▸ **Questions to answer**
1: From the text on Hawaiian shamanic principles, reproduce the portion between "Corollary: Power increases" and "if you don't.", inclusive, substituting "fate" for each occurrence of "karma".
2: Answer the following from the text on Hawaiian shamanic principles below.
(a) What did Einstein prove about energy and mass?
(b) What does the Hawaiian root "oha" mean?
(c) What is given as the easiest and most practical definition of "now"?

▸ **Document text**
Content starts

In discussing the third principle, King considers mediation and hypnosis. He explains that both are two aspects of the same thing - conditions of sustained focused attention. He writes, "You are meditating whenever you are engaged in sustained focused attention on anything, and according to this philosophy such attention channels the energy of the universe into manifesting the physical equivalent of the focus. However, the manifestation is not just the equivalent of what you are looking at, saying, listening to, or doing. It is the equivalent of the sum total of your entire attention, including habitual expectation, during the meditation. To put it another way, whenever lono is meditating, ku is meditating, ku is meditating too. Part of one's development as a shaman involves learning how to get lono and ku to meditate on the same thing at the same time. Then the magic happens."


In discussing the first corollary, the author writes, "Attention is quite naturally attracted to bright lights, shiny objects, and loud noises, but we may not realize that the common factor of all three is their energy intensity. Attention is attracted to any strong source of energy that stimulates any of our senses, even those subtle senses of which most people are unaware." He goes on to explain that we are likewise attracted to certain people or geographic regions because of their energy. In his view, the sacred geographic spots are actually spots of low energy where people can de-stress.


King stops short of calling on physics to explain that everything is energy, but I think that physics is the best way to explain his second corollary. Einstein proved that energy and mass were transformable one into the other. The conversion factor was the speed of light squared, E=MC². Mass or matter is just highly condensed energy. Therefore our bodies and our thoughts are energy as well.


MANAWA - Now is the Moment of Power
Corollary: Everything is relative.
Corollary: Power increases with sensory attention.


Some Eastern and Western traditions focus on the past or future. With the concept of karma we are trapped into either good or bad karma depending upon our actions in the past, and we create good or bad karma for our future depending upon actions now. "In these traditions karma isn't usually something you can change; all you can do is reap the rewards or work off the debts of the past."


Many Western traditions hold that you are rewarded in life or after life for obeying specific social or religious rules, and punished if you don't.


"The shamanic tradition, both warrior and adventurer versions, is in stark contrast to the above views. It says that the past did not give you what you have today, nor make you what you are. It is your beliefs, decisions, and actions today about yourself and the world around you that give you what you have and make you what you are."


"Now is the moment of power. But, how do we define what now is? The easiest and most practical definition is: the area or range of present attention." In other words, if your attention span is a second, or less, so is now. But, if you can focus longer, now becomes longer.


"Unfortunately, some people are obsessively locked onto the past, future, or elsewhere because of great fear and anger...Much of the fear and anger can be dissipated by shifting focus to the sensory present..."


ALOHA - To Love Is to Be Happy With
Corollary: Love increases as judgement decreases.
Corollary: Everything is alive, aware, and responsive.


In English, the use of the word love has become sloppy. "In Hawaiian the meaning of love is very clear and it provides a useful guideline for loving and being loved. Aloha is the word for love. The root alo means to be with, to share an experience, here and now. The root oha means affection, joy."


MANA - All Power Comes From Within
Corollary: Everything has power.
Corollary: Power comes from authority.

Content ends

▸ **Material shown**

Content starts

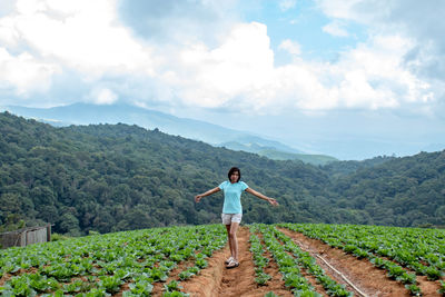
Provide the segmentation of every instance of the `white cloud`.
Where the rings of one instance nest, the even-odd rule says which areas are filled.
[[[115,1],[18,0],[16,12],[0,19],[0,41],[11,48],[24,43],[87,79],[151,75],[151,49],[135,40],[116,14]]]
[[[318,3],[333,18],[324,30],[345,36],[346,21],[358,19],[354,11],[362,2]],[[14,12],[0,18],[0,91],[44,92],[63,71],[78,76],[83,98],[96,103],[131,98],[147,106],[278,113],[428,105],[445,89],[413,70],[422,62],[418,55],[406,62],[418,46],[407,34],[370,31],[368,40],[339,52],[335,62],[305,60],[298,41],[285,39],[278,49],[291,53],[293,61],[277,67],[266,24],[233,23],[211,43],[189,39],[191,33],[155,43],[134,37],[116,6],[113,0],[18,0]]]
[[[285,40],[280,49],[299,53],[298,43]],[[376,36],[345,51],[336,62],[295,57],[274,67],[266,27],[236,26],[216,49],[202,43],[180,55],[180,68],[170,68],[164,82],[182,103],[207,108],[280,112],[286,109],[398,108],[434,99],[431,86],[404,68],[413,47],[399,36]]]
[[[0,90],[14,89],[19,96],[29,96],[32,91],[47,91],[51,77],[60,72],[57,65],[36,60],[28,52],[14,57],[0,48]]]
[[[297,4],[297,0],[281,0],[281,1],[279,1],[279,9],[281,11],[286,11],[286,10],[295,8],[296,4]]]
[[[90,97],[97,105],[112,105],[118,100],[118,96],[108,88],[96,89]]]
[[[298,42],[291,41],[290,39],[285,39],[283,42],[278,46],[278,49],[286,50],[290,55],[300,55],[301,53],[301,48]]]
[[[336,37],[348,37],[349,33],[343,28],[343,24],[338,21],[333,21],[326,26],[324,26],[323,31]]]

Content ends

▸ **Expected results**
1:
Corollary: Power increases with sensory attention.


Some Eastern and Western traditions focus on the past or future. With the concept of fate we are trapped into either good or bad fate depending upon our actions in the past, and we create good or bad fate for our future depending upon actions now. "In these traditions fate isn't usually something you can change; all you can do is reap the rewards or work off the debts of the past."


Many Western traditions hold that you are rewarded in life or after life for obeying specific social or religious rules, and punished if you don't.

2:
(a) That energy and mass are transformable one into the other.
(b) Affection, joy.
(c) The area or range of present attention.